**Requirements:**
Reproduce the entries word for word, starting at the beginning and stopping after the line that contains "top-left (0, 16), bottom-right (214, 232)". Leave the pictures out of your answer.

**Material:**
################

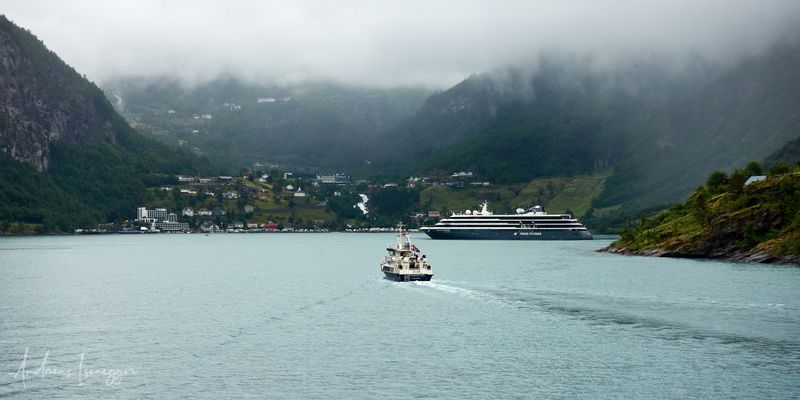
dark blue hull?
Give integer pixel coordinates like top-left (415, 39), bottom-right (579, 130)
top-left (425, 229), bottom-right (592, 240)
top-left (383, 271), bottom-right (433, 282)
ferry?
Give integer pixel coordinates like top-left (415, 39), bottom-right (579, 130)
top-left (420, 202), bottom-right (592, 240)
top-left (381, 226), bottom-right (433, 282)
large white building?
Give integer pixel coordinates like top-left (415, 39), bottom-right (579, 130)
top-left (136, 207), bottom-right (189, 231)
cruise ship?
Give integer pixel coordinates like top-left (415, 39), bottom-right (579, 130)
top-left (420, 202), bottom-right (592, 240)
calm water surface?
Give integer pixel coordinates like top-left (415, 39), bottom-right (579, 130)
top-left (0, 233), bottom-right (800, 399)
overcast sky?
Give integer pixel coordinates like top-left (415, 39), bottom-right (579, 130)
top-left (0, 0), bottom-right (800, 87)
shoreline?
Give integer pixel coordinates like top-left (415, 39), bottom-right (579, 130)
top-left (595, 246), bottom-right (800, 267)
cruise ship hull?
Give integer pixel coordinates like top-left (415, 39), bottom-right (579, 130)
top-left (424, 228), bottom-right (592, 240)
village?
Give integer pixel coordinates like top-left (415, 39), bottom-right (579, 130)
top-left (75, 170), bottom-right (491, 233)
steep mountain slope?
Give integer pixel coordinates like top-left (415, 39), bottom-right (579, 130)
top-left (606, 164), bottom-right (800, 263)
top-left (104, 78), bottom-right (429, 170)
top-left (0, 16), bottom-right (209, 231)
top-left (386, 38), bottom-right (800, 219)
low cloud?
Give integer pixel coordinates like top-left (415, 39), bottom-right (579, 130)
top-left (3, 0), bottom-right (800, 88)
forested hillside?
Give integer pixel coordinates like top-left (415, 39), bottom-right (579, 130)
top-left (104, 77), bottom-right (429, 171)
top-left (0, 16), bottom-right (214, 232)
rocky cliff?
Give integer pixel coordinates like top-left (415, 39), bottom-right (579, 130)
top-left (604, 164), bottom-right (800, 264)
top-left (0, 16), bottom-right (117, 171)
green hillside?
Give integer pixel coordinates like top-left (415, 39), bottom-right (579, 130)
top-left (0, 17), bottom-right (213, 233)
top-left (607, 163), bottom-right (800, 263)
top-left (104, 77), bottom-right (429, 171)
top-left (420, 171), bottom-right (610, 217)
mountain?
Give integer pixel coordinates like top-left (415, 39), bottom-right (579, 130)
top-left (382, 35), bottom-right (800, 223)
top-left (0, 16), bottom-right (212, 232)
top-left (606, 164), bottom-right (800, 264)
top-left (104, 77), bottom-right (429, 171)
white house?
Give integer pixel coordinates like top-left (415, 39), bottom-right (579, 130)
top-left (744, 175), bottom-right (767, 186)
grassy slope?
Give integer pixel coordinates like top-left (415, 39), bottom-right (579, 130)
top-left (420, 171), bottom-right (609, 217)
top-left (610, 170), bottom-right (800, 262)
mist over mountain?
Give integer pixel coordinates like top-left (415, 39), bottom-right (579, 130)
top-left (374, 32), bottom-right (800, 212)
top-left (0, 16), bottom-right (208, 232)
top-left (3, 0), bottom-right (800, 89)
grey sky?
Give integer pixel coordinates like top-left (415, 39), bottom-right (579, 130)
top-left (0, 0), bottom-right (800, 87)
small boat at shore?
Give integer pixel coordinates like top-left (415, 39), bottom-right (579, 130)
top-left (381, 226), bottom-right (433, 282)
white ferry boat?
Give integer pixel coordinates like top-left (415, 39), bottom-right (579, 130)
top-left (381, 227), bottom-right (433, 282)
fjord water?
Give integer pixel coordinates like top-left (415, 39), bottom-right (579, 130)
top-left (0, 233), bottom-right (800, 399)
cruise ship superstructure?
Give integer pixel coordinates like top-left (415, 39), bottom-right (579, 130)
top-left (420, 202), bottom-right (592, 240)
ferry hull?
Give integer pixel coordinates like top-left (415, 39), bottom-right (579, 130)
top-left (383, 271), bottom-right (433, 282)
top-left (425, 229), bottom-right (592, 240)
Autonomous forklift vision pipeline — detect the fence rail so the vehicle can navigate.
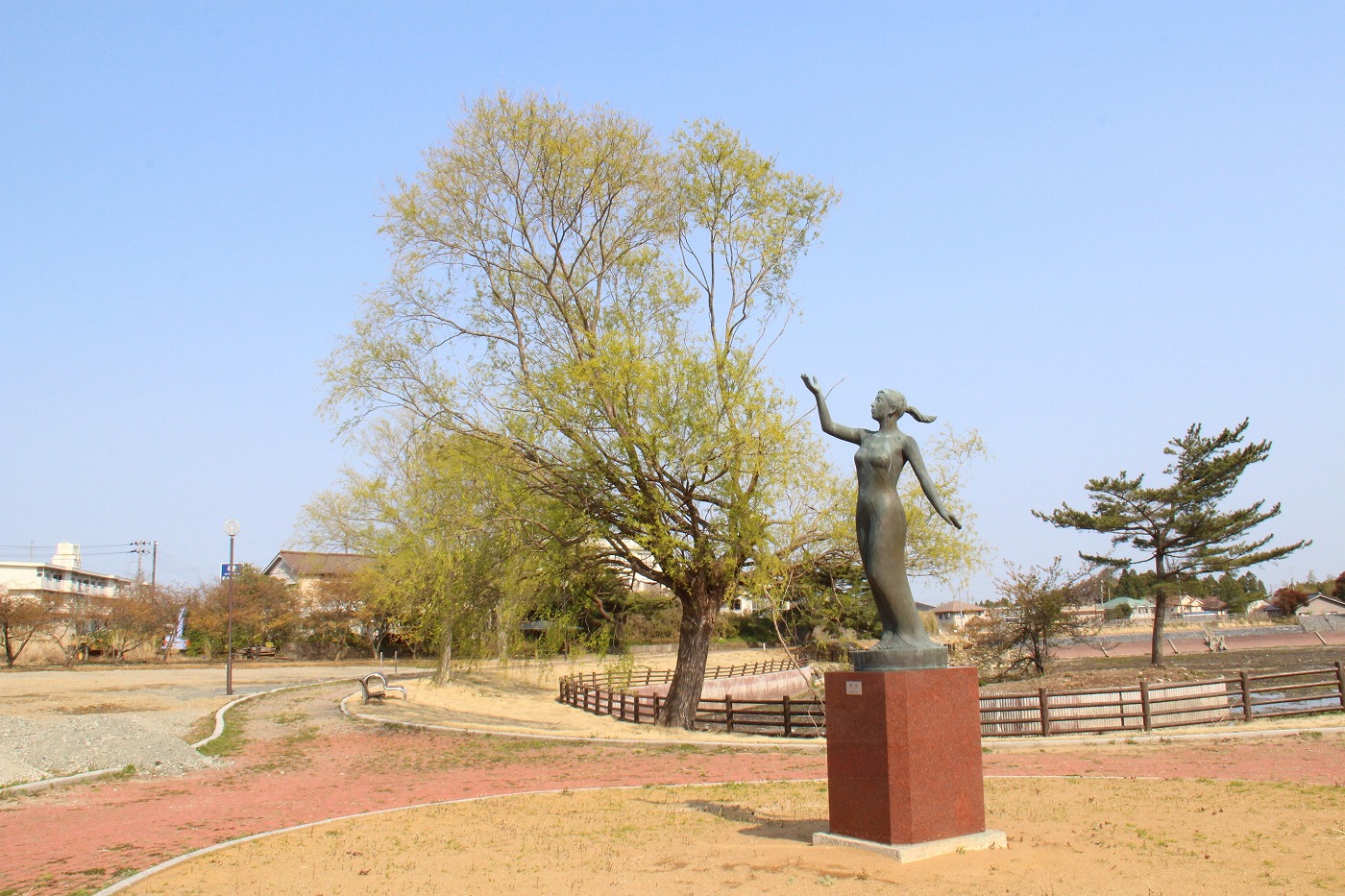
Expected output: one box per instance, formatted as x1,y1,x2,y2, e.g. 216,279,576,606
559,659,1345,738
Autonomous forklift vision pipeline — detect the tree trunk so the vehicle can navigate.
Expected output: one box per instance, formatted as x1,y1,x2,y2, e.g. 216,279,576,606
653,581,722,731
1149,588,1167,666
430,620,453,685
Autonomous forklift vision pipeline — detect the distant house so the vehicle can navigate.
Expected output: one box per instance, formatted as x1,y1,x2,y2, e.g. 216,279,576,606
1097,596,1154,621
934,600,990,631
1297,592,1345,617
262,550,374,600
0,541,134,605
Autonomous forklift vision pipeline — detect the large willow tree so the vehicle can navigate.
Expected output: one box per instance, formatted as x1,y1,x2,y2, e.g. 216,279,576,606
327,94,973,726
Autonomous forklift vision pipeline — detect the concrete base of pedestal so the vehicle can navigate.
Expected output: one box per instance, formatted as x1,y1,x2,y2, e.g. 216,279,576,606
813,830,1008,862
826,668,986,849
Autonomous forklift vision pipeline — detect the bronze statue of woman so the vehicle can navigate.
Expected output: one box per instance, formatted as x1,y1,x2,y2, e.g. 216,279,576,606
803,374,962,671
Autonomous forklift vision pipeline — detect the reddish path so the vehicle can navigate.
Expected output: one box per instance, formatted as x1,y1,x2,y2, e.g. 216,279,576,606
0,685,1345,896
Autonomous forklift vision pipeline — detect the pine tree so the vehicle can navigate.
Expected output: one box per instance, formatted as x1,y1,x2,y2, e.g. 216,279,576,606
1033,420,1311,666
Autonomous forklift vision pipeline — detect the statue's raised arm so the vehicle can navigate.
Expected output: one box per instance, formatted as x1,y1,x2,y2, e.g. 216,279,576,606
803,374,962,671
803,374,864,446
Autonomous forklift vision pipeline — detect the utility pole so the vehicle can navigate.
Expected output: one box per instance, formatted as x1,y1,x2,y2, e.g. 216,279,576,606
131,541,149,596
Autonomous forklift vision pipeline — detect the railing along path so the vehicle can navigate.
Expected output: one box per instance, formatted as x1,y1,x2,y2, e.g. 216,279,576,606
559,659,1345,738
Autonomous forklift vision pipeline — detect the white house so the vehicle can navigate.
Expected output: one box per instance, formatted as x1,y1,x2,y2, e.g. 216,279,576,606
0,541,134,603
1295,592,1345,617
934,600,990,631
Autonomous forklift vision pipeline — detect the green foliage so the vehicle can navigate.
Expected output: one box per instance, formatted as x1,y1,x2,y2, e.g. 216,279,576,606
1033,420,1311,666
1270,588,1312,617
327,94,835,724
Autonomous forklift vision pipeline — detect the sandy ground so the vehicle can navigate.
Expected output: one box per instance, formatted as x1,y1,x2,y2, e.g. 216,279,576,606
0,662,401,735
129,779,1345,896
8,648,1345,896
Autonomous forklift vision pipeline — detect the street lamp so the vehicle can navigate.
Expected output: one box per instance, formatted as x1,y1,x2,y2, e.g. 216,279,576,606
225,520,239,695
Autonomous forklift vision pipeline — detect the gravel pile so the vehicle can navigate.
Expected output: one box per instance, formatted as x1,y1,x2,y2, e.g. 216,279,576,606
0,713,214,787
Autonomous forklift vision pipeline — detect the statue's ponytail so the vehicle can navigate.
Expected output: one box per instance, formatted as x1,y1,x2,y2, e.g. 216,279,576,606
907,405,938,423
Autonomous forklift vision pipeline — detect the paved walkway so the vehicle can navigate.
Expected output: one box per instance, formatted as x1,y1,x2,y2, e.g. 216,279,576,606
8,666,1345,896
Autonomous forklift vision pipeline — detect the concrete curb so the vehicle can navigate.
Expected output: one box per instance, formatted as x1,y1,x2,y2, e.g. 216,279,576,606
0,672,398,796
0,768,125,796
191,675,377,749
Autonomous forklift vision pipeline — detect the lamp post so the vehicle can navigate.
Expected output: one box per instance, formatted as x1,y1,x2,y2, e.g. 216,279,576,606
225,520,239,695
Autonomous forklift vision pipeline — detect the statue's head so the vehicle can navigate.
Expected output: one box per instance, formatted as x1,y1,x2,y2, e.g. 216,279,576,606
870,389,935,423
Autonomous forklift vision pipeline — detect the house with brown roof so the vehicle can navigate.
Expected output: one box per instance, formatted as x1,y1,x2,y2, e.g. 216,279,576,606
934,600,990,631
262,550,374,600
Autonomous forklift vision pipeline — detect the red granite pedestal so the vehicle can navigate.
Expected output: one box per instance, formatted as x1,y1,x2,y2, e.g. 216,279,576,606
814,668,1003,861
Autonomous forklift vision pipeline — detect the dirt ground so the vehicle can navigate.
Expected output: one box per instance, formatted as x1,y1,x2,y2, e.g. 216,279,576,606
8,651,1345,896
127,779,1345,896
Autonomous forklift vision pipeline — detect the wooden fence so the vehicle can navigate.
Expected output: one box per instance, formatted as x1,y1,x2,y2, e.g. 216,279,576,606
559,661,1345,738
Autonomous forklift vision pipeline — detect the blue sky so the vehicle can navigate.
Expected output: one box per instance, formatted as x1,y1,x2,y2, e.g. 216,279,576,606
0,1,1345,603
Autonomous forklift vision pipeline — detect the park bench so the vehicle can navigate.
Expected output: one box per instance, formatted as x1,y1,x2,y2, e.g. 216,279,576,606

################

**Response to this task:**
dark blue hull?
Give integer pixel coordinates like top-left (415, 39), bottom-right (579, 130)
top-left (425, 229), bottom-right (592, 240)
top-left (383, 271), bottom-right (433, 282)
ferry?
Give integer pixel coordinates like top-left (415, 39), bottom-right (579, 130)
top-left (420, 202), bottom-right (592, 240)
top-left (381, 226), bottom-right (433, 282)
large white building?
Give integer pixel coordinates like top-left (415, 39), bottom-right (579, 130)
top-left (136, 207), bottom-right (189, 231)
cruise ship?
Give integer pixel coordinates like top-left (415, 39), bottom-right (579, 130)
top-left (420, 202), bottom-right (592, 240)
calm water surface?
Give integer pixel coordinates like top-left (415, 39), bottom-right (579, 130)
top-left (0, 233), bottom-right (800, 399)
overcast sky?
Give integer pixel coordinates like top-left (415, 39), bottom-right (579, 130)
top-left (0, 0), bottom-right (800, 87)
shoreline?
Give integer pixel coordinates like top-left (415, 39), bottom-right (579, 130)
top-left (595, 246), bottom-right (800, 267)
cruise ship hull?
Give integer pixel coordinates like top-left (415, 39), bottom-right (579, 130)
top-left (424, 228), bottom-right (592, 240)
village?
Give integer pixel coordinates like top-left (415, 39), bottom-right (579, 130)
top-left (75, 170), bottom-right (491, 233)
steep mountain slope?
Give integer pixel coordinates like top-left (415, 39), bottom-right (579, 130)
top-left (606, 164), bottom-right (800, 263)
top-left (104, 78), bottom-right (429, 170)
top-left (0, 16), bottom-right (209, 231)
top-left (386, 38), bottom-right (800, 219)
low cloud?
Give integer pixel coordinates like top-left (415, 39), bottom-right (579, 130)
top-left (3, 0), bottom-right (800, 88)
forested hillside?
Give integer pixel coordinates like top-left (415, 39), bottom-right (579, 130)
top-left (104, 77), bottom-right (429, 171)
top-left (0, 16), bottom-right (214, 232)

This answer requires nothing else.